━━━━━ TASK DATA
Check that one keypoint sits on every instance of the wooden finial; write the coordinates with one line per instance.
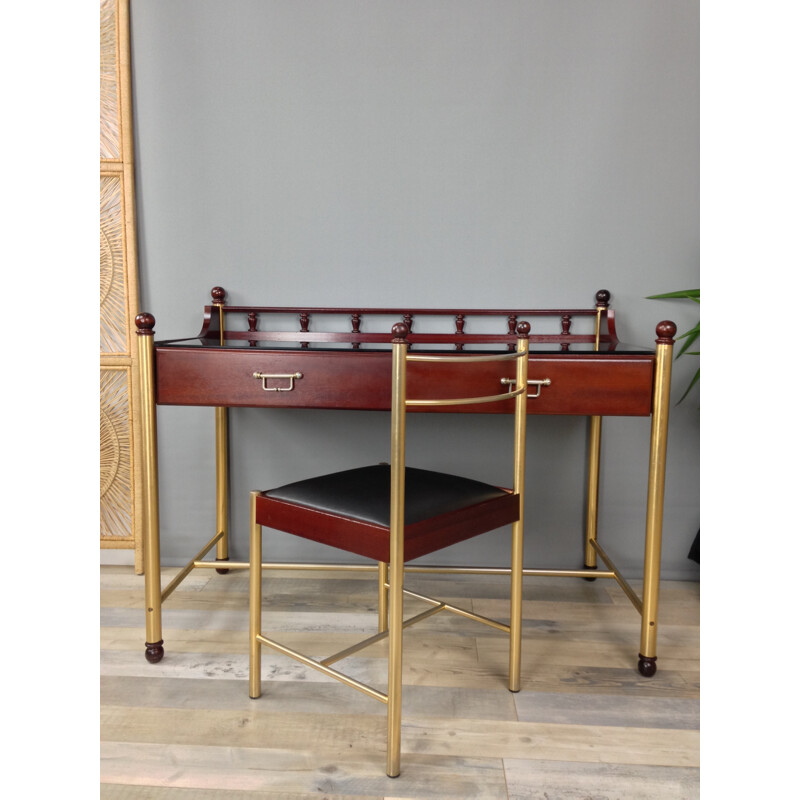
(145, 323)
(218, 295)
(666, 331)
(400, 332)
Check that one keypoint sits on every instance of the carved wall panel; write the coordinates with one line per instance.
(120, 477)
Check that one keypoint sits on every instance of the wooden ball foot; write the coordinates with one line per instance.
(154, 652)
(647, 666)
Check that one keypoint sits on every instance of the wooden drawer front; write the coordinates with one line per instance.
(602, 386)
(357, 380)
(606, 386)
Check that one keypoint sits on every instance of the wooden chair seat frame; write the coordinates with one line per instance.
(391, 622)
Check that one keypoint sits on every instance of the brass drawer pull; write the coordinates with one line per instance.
(265, 376)
(537, 383)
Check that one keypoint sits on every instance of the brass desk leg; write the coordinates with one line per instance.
(383, 597)
(593, 491)
(221, 429)
(255, 600)
(655, 497)
(154, 645)
(394, 689)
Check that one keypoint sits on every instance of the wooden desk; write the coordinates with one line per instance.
(579, 367)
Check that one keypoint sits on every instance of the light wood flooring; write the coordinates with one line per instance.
(585, 726)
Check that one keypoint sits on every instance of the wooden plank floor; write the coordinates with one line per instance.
(585, 725)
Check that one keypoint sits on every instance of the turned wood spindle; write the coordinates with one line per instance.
(218, 295)
(512, 329)
(305, 319)
(252, 326)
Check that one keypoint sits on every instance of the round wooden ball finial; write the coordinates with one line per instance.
(666, 330)
(603, 297)
(145, 323)
(400, 331)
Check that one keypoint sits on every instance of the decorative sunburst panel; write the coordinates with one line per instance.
(109, 93)
(116, 500)
(113, 313)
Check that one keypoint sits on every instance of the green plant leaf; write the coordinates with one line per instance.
(690, 336)
(694, 380)
(689, 294)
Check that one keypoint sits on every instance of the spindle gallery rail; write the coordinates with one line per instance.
(221, 322)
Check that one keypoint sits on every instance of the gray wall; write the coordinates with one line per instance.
(424, 153)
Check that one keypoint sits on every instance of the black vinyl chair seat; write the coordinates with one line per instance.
(364, 494)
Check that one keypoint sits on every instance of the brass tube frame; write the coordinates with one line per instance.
(152, 551)
(179, 578)
(222, 461)
(655, 499)
(396, 558)
(331, 673)
(462, 612)
(222, 481)
(615, 573)
(383, 597)
(518, 528)
(592, 489)
(593, 466)
(255, 600)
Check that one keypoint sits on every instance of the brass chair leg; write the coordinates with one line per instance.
(395, 682)
(255, 600)
(383, 609)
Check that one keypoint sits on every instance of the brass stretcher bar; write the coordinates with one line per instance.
(231, 363)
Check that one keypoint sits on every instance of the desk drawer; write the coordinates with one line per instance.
(594, 385)
(346, 379)
(602, 385)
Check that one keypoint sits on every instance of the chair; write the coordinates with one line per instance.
(393, 514)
━━━━━━━━━━
_PROBLEM TO SOLVE_
Turn all of the entries above into a numbered list with no blank lines, leaving the pictures out.

_TASK OUTPUT_
1. Check that one keypoint sits on every instance of the wooden finial; write the coordinates with one line per instance.
2. (145, 323)
3. (218, 295)
4. (666, 331)
5. (400, 332)
6. Check that one keypoint sits on every instance of the carved wall panel; write the coordinates with one line per instance.
7. (120, 477)
8. Check that one keypoint sits on every instance of the wooden ball foot; write the coordinates with one line per instance.
9. (154, 652)
10. (647, 666)
11. Check that one keypoint sits on every instance of the wooden drawer front; write the coordinates with one line per instance.
12. (602, 386)
13. (357, 380)
14. (606, 386)
15. Check that one keypoint sits on every instance of the wooden chair seat frame; write the coordinates with one line per instance.
16. (391, 622)
17. Check that one keypoint sits on every instance of the brass drawer pull; write the coordinates with one line per instance.
18. (265, 376)
19. (537, 383)
20. Check that one keypoint sits on every instance of the brass desk leg; write the coordinates with one line per instance.
21. (383, 597)
22. (593, 491)
23. (221, 429)
24. (255, 600)
25. (655, 497)
26. (154, 645)
27. (394, 689)
28. Check that one keypoint sits on every instance of the wooden desk; write the coordinates with one line per instance.
29. (579, 367)
30. Check that one keypoint sits on every instance of the light wood flooring; write the coordinates with one line per instance.
31. (585, 726)
32. Check that one keypoint sits on every instance of the wooden plank floor; write the coordinates with one line per instance.
33. (585, 725)
34. Check that one keypoint sits on every instance of the turned wood spindle; write the coordinates with one line per instance.
35. (218, 295)
36. (512, 329)
37. (305, 319)
38. (252, 326)
39. Check that one keypoint sits on every instance of the round wooden ball finial; write the coordinates with one line per instance.
40. (666, 330)
41. (603, 297)
42. (145, 323)
43. (400, 331)
44. Check that one keypoint sits on every instance of the decorative sunburst panel; write the coordinates with one line per instance.
45. (109, 93)
46. (116, 500)
47. (113, 313)
48. Check that one keypoint sits on every instance of the green plant leaf; write the coordinates with one line per instance.
49. (690, 336)
50. (694, 380)
51. (689, 294)
52. Check that one keypoint sits on every instance of the spindle gallery rail; write the coordinates with one line per instance.
53. (221, 322)
54. Check that one keypoint sits on every instance of the gray wall; write the coordinates with one line per instance.
55. (424, 153)
56. Check that one keypoint sits on every instance of the black vinyl chair seat; write the coordinates with one line per instance.
57. (364, 494)
58. Check that one keypoint sits on every instance of the brass tube frame; write the coordinates with one line per instance.
59. (152, 551)
60. (179, 578)
61. (222, 461)
62. (655, 499)
63. (396, 558)
64. (331, 673)
65. (462, 612)
66. (222, 481)
67. (615, 573)
68. (383, 597)
69. (518, 528)
70. (592, 489)
71. (593, 466)
72. (255, 600)
73. Check that one keypoint sits on every instance of the brass chair leg; write the coordinates with one line per instance.
74. (395, 682)
75. (255, 600)
76. (383, 609)
77. Check that one keypoint sits on every instance of the brass stretcher bar; write the coordinates with one line per instance.
78. (231, 363)
79. Check that one keypoint sits on every instance of the desk drawer; write the coordinates with one line per instance.
80. (594, 385)
81. (346, 379)
82. (602, 385)
83. Check that one keypoint sits on every instance of the chair; write the coordinates with one line per instance.
84. (393, 514)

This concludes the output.